» Stated exercise: Reproduce the data below, substituting "with one point" for every occurrence of "with a single dot" and leaving all other text unchanged.

* Begin Extracted data *

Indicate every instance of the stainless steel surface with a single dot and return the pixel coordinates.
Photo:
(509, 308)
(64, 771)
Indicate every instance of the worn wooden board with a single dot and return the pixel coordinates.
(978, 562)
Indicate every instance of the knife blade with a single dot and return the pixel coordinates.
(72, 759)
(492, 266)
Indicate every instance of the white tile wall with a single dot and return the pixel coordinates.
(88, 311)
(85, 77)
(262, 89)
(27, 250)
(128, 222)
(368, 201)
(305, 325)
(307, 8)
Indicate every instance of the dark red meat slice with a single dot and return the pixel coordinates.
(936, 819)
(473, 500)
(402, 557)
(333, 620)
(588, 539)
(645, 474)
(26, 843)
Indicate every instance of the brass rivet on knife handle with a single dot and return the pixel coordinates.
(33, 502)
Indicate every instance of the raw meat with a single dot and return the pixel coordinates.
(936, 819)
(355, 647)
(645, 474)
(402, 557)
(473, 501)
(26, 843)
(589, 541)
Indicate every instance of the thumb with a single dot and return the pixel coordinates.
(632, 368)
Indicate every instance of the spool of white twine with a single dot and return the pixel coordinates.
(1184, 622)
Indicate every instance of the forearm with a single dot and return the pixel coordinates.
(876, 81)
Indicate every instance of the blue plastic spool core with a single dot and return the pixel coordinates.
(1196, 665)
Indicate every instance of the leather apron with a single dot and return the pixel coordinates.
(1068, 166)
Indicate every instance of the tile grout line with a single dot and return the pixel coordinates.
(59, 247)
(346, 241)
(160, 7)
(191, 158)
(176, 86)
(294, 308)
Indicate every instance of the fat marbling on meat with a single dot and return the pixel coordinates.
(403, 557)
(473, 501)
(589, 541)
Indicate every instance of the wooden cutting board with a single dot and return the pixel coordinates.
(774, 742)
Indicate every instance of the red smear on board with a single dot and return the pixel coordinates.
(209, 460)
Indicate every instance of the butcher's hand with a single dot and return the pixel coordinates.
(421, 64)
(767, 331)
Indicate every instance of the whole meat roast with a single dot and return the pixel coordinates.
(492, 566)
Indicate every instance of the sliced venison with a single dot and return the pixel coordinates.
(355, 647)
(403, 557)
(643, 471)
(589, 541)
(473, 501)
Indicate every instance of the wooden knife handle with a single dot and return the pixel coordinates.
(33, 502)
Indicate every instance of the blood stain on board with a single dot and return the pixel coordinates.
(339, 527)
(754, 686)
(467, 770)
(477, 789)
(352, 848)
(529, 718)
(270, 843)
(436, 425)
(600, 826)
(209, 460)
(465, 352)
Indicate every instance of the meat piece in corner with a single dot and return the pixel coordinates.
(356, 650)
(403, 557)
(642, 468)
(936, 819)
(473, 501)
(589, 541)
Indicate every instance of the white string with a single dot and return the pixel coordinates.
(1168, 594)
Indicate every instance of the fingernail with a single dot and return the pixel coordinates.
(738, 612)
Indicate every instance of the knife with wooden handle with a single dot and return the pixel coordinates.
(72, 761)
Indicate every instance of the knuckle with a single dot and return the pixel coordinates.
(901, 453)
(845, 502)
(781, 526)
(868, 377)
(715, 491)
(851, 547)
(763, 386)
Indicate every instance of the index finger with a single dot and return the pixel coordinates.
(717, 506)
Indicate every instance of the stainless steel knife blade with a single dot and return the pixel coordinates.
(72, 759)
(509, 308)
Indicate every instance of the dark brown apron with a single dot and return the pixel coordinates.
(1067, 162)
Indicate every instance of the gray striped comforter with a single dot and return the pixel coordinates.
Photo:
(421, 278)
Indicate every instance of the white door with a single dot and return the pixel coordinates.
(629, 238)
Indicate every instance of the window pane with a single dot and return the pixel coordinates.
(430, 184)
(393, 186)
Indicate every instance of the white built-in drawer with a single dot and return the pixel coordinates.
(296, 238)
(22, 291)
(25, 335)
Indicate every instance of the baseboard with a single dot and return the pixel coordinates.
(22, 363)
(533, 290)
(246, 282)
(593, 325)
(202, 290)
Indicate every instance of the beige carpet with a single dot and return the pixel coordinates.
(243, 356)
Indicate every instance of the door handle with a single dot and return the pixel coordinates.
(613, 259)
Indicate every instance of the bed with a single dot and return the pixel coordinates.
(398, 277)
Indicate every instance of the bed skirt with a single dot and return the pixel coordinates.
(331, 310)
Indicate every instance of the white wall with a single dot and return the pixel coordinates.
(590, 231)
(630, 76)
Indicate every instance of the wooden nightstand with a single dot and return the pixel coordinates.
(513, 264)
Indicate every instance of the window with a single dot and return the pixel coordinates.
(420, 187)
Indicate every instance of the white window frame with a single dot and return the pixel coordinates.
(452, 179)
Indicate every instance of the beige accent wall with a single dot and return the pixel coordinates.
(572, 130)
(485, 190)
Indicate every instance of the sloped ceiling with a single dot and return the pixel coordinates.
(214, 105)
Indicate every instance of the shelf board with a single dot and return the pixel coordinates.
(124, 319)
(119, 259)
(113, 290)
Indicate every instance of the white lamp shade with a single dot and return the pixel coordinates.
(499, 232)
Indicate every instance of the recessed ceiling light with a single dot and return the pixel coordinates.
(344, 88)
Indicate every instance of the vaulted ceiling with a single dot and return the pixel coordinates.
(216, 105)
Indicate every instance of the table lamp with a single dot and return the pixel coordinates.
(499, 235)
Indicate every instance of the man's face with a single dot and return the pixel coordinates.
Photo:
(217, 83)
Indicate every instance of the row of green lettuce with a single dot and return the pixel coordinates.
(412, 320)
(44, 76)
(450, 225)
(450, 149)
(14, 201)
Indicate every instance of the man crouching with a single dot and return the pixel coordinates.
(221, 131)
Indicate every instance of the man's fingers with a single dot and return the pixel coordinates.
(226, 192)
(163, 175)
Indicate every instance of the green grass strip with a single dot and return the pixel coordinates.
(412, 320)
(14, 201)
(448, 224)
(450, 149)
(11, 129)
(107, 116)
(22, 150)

* End Extracted data *

» Solved exercise:
Indicate every instance of the stainless steel surface with one point and return the pixel coordinates.
Photo:
(509, 308)
(64, 771)
Indicate every instance of the worn wooden board with one point and return the pixel coordinates.
(978, 562)
Indicate every instance of the knife blade with one point and return the pixel coordinates.
(72, 759)
(492, 266)
Indicate every instance of the white tile wall with one point and return the pixel coordinates.
(88, 311)
(85, 77)
(262, 89)
(27, 250)
(128, 222)
(368, 201)
(305, 325)
(307, 8)
Indicate every instance of the dark red meat slice with one point and return the pixel coordinates.
(936, 819)
(473, 500)
(402, 557)
(333, 620)
(588, 539)
(645, 474)
(26, 843)
Indicate every instance of the brass rivet on knife handle with one point and return the pixel coordinates.
(33, 502)
Indicate every instance of the raw meat with one point and return the pixel coordinates.
(936, 819)
(355, 647)
(645, 474)
(402, 557)
(473, 501)
(26, 843)
(589, 541)
Indicate every instance of the thumb with one point and return the pixel coordinates.
(632, 368)
Indicate every instance of the spool of white twine with one point and return the pixel coordinates.
(1184, 622)
Indicate every instance of the forearm with one point and return the pixel coordinates.
(876, 81)
Indicate every instance of the blue plastic spool core with one point and return the pixel coordinates.
(1196, 665)
Indicate every instance of the leather apron with one point and return the pixel coordinates.
(1068, 166)
Indicate every instance of the tile grout line with one point and return the pixel coordinates.
(59, 247)
(346, 241)
(160, 7)
(191, 158)
(176, 86)
(294, 308)
Indicate every instance of the fat marbling on meat with one point and return the pixel coordinates.
(403, 557)
(473, 501)
(589, 541)
Indicate every instance of the wooden cutting board with one point and return the pixel coordinates.
(774, 742)
Indicate every instance of the red smear on board with one point and return the pixel coordinates.
(209, 460)
Indicate every instance of the butcher's hand with one point and return the pixel coordinates.
(421, 64)
(767, 331)
Indicate every instance of the whole meat roast with one point and return the pixel coordinates.
(492, 566)
Indicate every instance of the sliced venison with one point and return the pixel coordinates.
(355, 647)
(403, 557)
(643, 471)
(589, 541)
(473, 501)
Indicate every instance of the wooden knife handle with one point and return the pixel coordinates.
(33, 502)
Indicate every instance of the blood stain on board with one point and return the pixel coordinates.
(339, 527)
(754, 686)
(467, 770)
(477, 789)
(352, 848)
(529, 718)
(270, 843)
(436, 425)
(600, 826)
(209, 460)
(465, 352)
Indicate every instance of the meat piece in corner with one point and return the pixel coordinates.
(356, 650)
(403, 557)
(642, 468)
(936, 819)
(473, 501)
(589, 541)
Indicate every instance of the white string with one point and return the pixel coordinates.
(1168, 594)
Indicate every instance of the fingernail with one point and return the pixel coordinates.
(738, 612)
Indicate every instance of the knife with wooden handle with one point and return the pixel coordinates.
(72, 761)
Indicate every instance of the knuckle with one point and return the pixel coordinates.
(901, 453)
(845, 502)
(781, 526)
(868, 377)
(715, 491)
(851, 547)
(763, 386)
Indicate every instance of the index finger with one point and return the pixel coordinates.
(717, 506)
Indicate every instance of the stainless steel knife blade with one point and return the pixel coordinates.
(72, 759)
(509, 308)
Indicate every instance of the dark brown apron with one point and return the pixel coordinates.
(1067, 162)
Indicate every instance of the gray striped comforter with one point and return the pixel coordinates.
Photo:
(421, 278)
Indicate every instance of the white door with one point and return the pixel coordinates.
(629, 238)
Indicate every instance of the window pane with one point and return the pixel coordinates.
(430, 184)
(393, 186)
Indicate every instance of the white built-in drawer with one point and return the pixel coordinates.
(296, 238)
(22, 291)
(25, 335)
Indicate every instance of the baseboard with one point and return the pixel coordinates.
(22, 363)
(533, 290)
(246, 282)
(593, 325)
(202, 290)
Indicate every instance of the beige carpet with one point and return the pixel coordinates.
(243, 356)
Indicate every instance of the door handle with one point and return the pixel coordinates.
(613, 259)
Indicate every instance of the bed with one point and return the pixel coordinates.
(398, 277)
Indicate every instance of the bed skirt with one point and return the pixel coordinates.
(331, 310)
Indicate every instance of the white wall with one point and return the pixel coordinates.
(590, 231)
(630, 76)
Indicate every instance of the wooden nightstand with one point and return the pixel coordinates.
(513, 264)
Indicate every instance of the window with one point and return the pixel coordinates.
(420, 187)
Indicate every instance of the white window frame with one point and return the pixel coordinates.
(452, 179)
Indicate every instance of the beige accent wall with one point and return the pixel coordinates.
(572, 130)
(485, 190)
Indicate every instance of the sloped ceiling with one point and return the pixel coordinates.
(214, 105)
Indicate every instance of the shelf board with one point and return the pixel coordinates.
(124, 319)
(119, 259)
(113, 290)
Indicate every instance of the white lamp shade with one point and return the pixel coordinates.
(499, 232)
Indicate every instance of the recessed ceiling light with one point and return the pixel coordinates.
(344, 88)
Indicate every instance of the vaulted ceiling with one point and return the pixel coordinates.
(216, 105)
Indicate every instance of the table lamp with one point and return the pixel coordinates.
(499, 235)
Indicate every instance of the man's face with one point and return the pixel coordinates.
Photo:
(217, 83)
Indicate every instance of the row of green lettuce with one point and return the pixel coordinates.
(412, 320)
(44, 76)
(450, 225)
(450, 149)
(14, 201)
Indicate every instance of the man crouching with one point and return the pixel coordinates.
(221, 131)
Indicate every instance of the man's fingers with one point and return the pixel coordinates.
(226, 192)
(163, 175)
Indicate every instance of the green grass strip with one point and return the pixel coordinates.
(412, 320)
(14, 201)
(448, 224)
(450, 149)
(11, 129)
(107, 116)
(22, 150)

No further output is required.